## DIRECTIVE
All of the material should be reproduced exactly, with pictures left out.

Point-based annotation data
»»
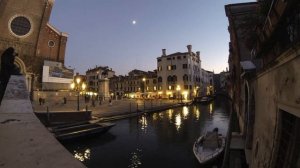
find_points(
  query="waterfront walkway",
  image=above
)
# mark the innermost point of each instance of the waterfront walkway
(106, 109)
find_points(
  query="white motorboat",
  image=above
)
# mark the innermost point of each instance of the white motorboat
(209, 146)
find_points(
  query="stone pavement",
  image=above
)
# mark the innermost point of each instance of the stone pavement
(105, 109)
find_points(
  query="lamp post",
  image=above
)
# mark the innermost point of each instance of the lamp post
(78, 86)
(178, 91)
(144, 84)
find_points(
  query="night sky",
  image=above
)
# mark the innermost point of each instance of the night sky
(129, 34)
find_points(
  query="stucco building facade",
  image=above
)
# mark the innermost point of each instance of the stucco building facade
(24, 25)
(265, 86)
(178, 74)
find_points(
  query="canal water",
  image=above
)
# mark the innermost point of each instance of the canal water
(163, 139)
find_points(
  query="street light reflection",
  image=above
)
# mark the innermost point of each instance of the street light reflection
(178, 121)
(185, 112)
(170, 114)
(86, 155)
(143, 122)
(135, 159)
(197, 114)
(210, 108)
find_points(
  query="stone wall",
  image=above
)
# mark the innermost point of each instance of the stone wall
(25, 142)
(276, 89)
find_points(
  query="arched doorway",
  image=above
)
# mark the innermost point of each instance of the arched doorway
(251, 120)
(28, 76)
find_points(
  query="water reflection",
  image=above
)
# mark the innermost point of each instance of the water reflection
(185, 112)
(170, 114)
(135, 160)
(210, 108)
(163, 139)
(197, 114)
(154, 117)
(144, 123)
(178, 121)
(85, 155)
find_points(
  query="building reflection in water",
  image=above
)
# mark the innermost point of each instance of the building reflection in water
(86, 155)
(185, 111)
(154, 117)
(178, 121)
(197, 114)
(170, 114)
(144, 123)
(135, 160)
(211, 108)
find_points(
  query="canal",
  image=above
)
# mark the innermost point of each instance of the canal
(163, 139)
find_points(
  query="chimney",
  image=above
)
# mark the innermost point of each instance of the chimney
(198, 54)
(189, 48)
(164, 52)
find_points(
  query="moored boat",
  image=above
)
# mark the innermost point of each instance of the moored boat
(209, 146)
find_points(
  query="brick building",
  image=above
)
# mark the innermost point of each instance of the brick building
(25, 26)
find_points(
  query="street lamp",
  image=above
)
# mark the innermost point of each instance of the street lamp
(78, 86)
(178, 91)
(144, 88)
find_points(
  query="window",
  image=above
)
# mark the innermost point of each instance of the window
(171, 87)
(20, 26)
(288, 154)
(185, 77)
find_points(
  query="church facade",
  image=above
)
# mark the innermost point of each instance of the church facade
««
## ANSWER
find_points(
  query="waterfront walkway",
  image=above
)
# mark the innermost point of each instance of the waterfront walkway
(106, 109)
find_points(
  query="white motorboat",
  image=above
)
# mark the innermost point of each instance of the white motorboat
(209, 146)
find_points(
  query="stone pavement",
  image=above
)
# mark the innermost point of each instance of the stone pavement
(105, 109)
find_points(
  query="lamp post",
  image=above
)
# mark the innermost point of each instance of the lamp post
(78, 86)
(178, 91)
(144, 84)
find_points(
  query="night sky",
  image=above
)
# mark the innermost point of each instance of the night sky
(129, 34)
find_points(
  query="stucco building facade",
  image=above
)
# mark the innermost point of each instance of the stucco building facade
(24, 25)
(265, 86)
(178, 74)
find_points(
  query="canal water",
  image=above
)
# mark the innermost point of each instance of the canal water
(163, 139)
find_points(
  query="street light reflection",
  image=above
)
# mark the innermost point of each instance of the street light reflection
(178, 121)
(185, 112)
(170, 114)
(86, 155)
(143, 122)
(135, 159)
(197, 114)
(210, 108)
find_points(
  query="stone wall",
  image=above
)
# mark the innermost point of each instance of the stone wall
(25, 142)
(276, 89)
find_points(
  query="arched doorway",
  image=above
)
# mark the innermost point of each instance of the arched doorway
(251, 120)
(28, 76)
find_points(
  query="water reflection",
  image=above
)
# mark the innermost point of each instance of the water reflection
(185, 112)
(170, 114)
(135, 160)
(210, 108)
(163, 139)
(197, 114)
(154, 117)
(144, 123)
(178, 121)
(85, 155)
find_points(
  query="building reflection in water",
  image=above
)
# mark the innermost point of each instance of the building reflection in water
(86, 155)
(185, 111)
(154, 117)
(178, 121)
(197, 114)
(170, 114)
(144, 123)
(135, 160)
(211, 108)
find_points(
  query="canal",
  image=above
)
# mark the innermost point of each instance of the canal
(163, 139)
find_points(
  query="chimney",
  image=above
)
# mark the innermost point of each instance of the chimney
(198, 54)
(189, 48)
(164, 52)
find_points(
  query="moored boat",
  image=above
)
# mark the innermost point of each instance of the moored boat
(209, 146)
find_points(
  query="brick building",
  image=above
)
# mark the innermost point of each instance of the brick building
(25, 26)
find_points(
  query="street lamp",
  image=above
)
# mark the innermost point of each instance of the street lamp
(78, 86)
(178, 91)
(144, 88)
find_points(
  query="window",
  image=above
)
# mark the innermost point of each instance of the window
(171, 87)
(20, 26)
(288, 154)
(185, 77)
find_points(
  query="church facade",
  image=above
)
# mark the innermost point of each instance of the church facade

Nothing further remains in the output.